• _Given task 1_:
Pull out every line in the records that contains the word "Query", and copy each of those lines.

These are complex applications with many moving parts: multi-table data structures, relationship hierarchies, data acquisition, indexing, ranking and display. But matching remains a critical core function.

The specific purpose of matching is to find records that refer to the same entity, even though the records themselves are different. In a strict sense, matching involves direct comparisons of data strings. But in the real world, this is often supplemented by external reference data such as a list of all known products or all the names used by a business. This external data often allows connections that could never be inferred from strings alone, such as the fact that the John Jones who used to live in Chicago is the same John Jones who now lives in San Diego. For names and addresses, external knowledge allows parsing of data into elements such as first name, last name, and street number, so the same elements can be compared across different records. This external knowledge includes information about specific words (“David” is likely to be a first name, “Nebraska” usually is a state, “Bob” is a nickname for “Robert”) and information about common formats (“the final line in an address is likely to be in the order of city, state, and postal code, unless the first word is ‘attention’”). As that last example suggests, external knowledge implies rules as well as simple lists, and can get very complex.

In practice, parsing and standardization based on external knowledge are critical to successful name and address matching. But even the most sophisticated knowledge-based processing cannot remove all errors in a set of data. In fact, standardization and parsing can introduce errors of their own. To make matters worse, external knowledge may not be available once you move beyond well-understood structures like mailing addresses. So, in the end, there is always a need to compare two strings and decide whether they are similar enough to call them a match.

• _Given data_:
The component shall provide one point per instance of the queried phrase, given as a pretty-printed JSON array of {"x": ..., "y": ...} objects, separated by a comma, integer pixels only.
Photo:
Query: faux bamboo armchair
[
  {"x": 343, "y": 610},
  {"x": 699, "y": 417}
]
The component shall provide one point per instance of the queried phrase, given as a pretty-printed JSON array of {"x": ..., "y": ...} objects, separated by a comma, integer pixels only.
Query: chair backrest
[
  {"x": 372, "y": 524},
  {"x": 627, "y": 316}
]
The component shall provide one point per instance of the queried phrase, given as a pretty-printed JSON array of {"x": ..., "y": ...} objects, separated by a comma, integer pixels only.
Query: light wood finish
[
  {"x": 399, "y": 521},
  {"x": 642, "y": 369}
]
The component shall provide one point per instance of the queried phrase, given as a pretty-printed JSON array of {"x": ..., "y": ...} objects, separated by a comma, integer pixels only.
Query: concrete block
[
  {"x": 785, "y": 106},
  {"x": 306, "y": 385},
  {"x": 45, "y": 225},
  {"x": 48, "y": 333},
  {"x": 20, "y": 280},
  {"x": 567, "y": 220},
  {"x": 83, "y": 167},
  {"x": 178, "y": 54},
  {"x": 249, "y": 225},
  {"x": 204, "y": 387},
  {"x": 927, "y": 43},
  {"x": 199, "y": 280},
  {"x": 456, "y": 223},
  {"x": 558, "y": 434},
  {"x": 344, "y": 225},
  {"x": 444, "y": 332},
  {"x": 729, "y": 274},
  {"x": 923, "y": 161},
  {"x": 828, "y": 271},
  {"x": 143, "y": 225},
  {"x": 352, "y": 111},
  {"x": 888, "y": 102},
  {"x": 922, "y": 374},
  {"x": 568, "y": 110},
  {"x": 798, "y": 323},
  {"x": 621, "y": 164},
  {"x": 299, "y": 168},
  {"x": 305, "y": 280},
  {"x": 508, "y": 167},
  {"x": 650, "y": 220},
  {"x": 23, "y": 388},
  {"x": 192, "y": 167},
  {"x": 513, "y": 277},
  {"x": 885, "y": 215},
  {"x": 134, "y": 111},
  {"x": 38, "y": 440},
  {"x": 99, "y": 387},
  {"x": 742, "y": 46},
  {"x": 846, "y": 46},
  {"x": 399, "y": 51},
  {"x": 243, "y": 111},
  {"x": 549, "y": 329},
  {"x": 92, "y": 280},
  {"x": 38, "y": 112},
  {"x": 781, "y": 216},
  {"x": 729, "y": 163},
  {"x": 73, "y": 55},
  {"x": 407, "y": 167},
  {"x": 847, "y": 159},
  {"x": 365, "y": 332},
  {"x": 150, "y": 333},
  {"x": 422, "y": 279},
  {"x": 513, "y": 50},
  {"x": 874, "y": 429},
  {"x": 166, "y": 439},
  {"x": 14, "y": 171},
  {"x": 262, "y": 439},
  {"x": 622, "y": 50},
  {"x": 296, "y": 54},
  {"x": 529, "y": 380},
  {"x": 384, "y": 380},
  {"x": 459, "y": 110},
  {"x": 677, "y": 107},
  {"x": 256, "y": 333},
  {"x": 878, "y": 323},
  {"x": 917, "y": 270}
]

• _Given task 2_:
Pick up the passage on data matching where it ends and keep writing it.

• _Task response 1_:
Query: faux bamboo armchair
Query: chair backrest
Query: light wood finish
Query: concrete block

• _Task response 2_:
What differentiates matching engines is how they make this comparison. Simple matching systems often create a “match key” by extracting a few significant digits (say, first name initial, first three consonants in the last name, house number, city and state) and allowing a match if these are the same. Other systems use phonetic standardization such as Soundex to compensate for spelling errors. Some allow a match if strings have no more than a specified number or percentage of differences among the characters. Still others apply statistical techniques that take into account not only the similarity of the strings, but how common they are: so a common name like David Jones not be considered a likely match for David James, while an unusual name like Zydrunas Ilgauskas might match with Sid Iglakis. Often the systems assign separate match scores for different elements and then use weights or rules to assign a match score for the record as a whole.

Netrics Matching Engine (Netrics, 609-683-4002, www.netrics.com) applies a mathematical technique called “bipartite graph matching” to measure the similarity of strings. The general idea is to mimic human decisions by finding similar sequences of letters, even if they occur at different locations within two strings. This can compensate for data entry errors and deal with information that has not been parsed into separate fields. It also means the method can be applied to problems other than name and address matching. Netrics says its approach is more accurate than simpler methods such as matchkeys and Soundex, and more efficient than character-difference comparisons.

Like other matching engines, the Netrics engine returns a score that shows the similarity of the strings it compares. The system can also highlight matching blocks of text, making it easier for people to review why the system found a similarity.

Netrics also provides a Decision Engine that can use similarity scores to decide whether a pair of records is considered a match. The Decision Engine starts with examples of known matches and non-matches. With name and address records, these would typically be parsed into separate elements, although they could also be unparsed text blocks. The sample records are run through the Matching Engine and then the Decision Engine, which infers the decision rules (basically, weights and cut-off ranges for element similarity scores) that distinguish matches from non-matches. The system automatically adjusts its rules until its own decisions are acceptably consistent with the “correct” answers provided as part of the input. Users can provide additional examples of particular types of matches if the system performs poorly at identifying them. A couple thousand sample pairs are typically required for training. The Netrics approach is considerably easier than having users specify the rules explicitly.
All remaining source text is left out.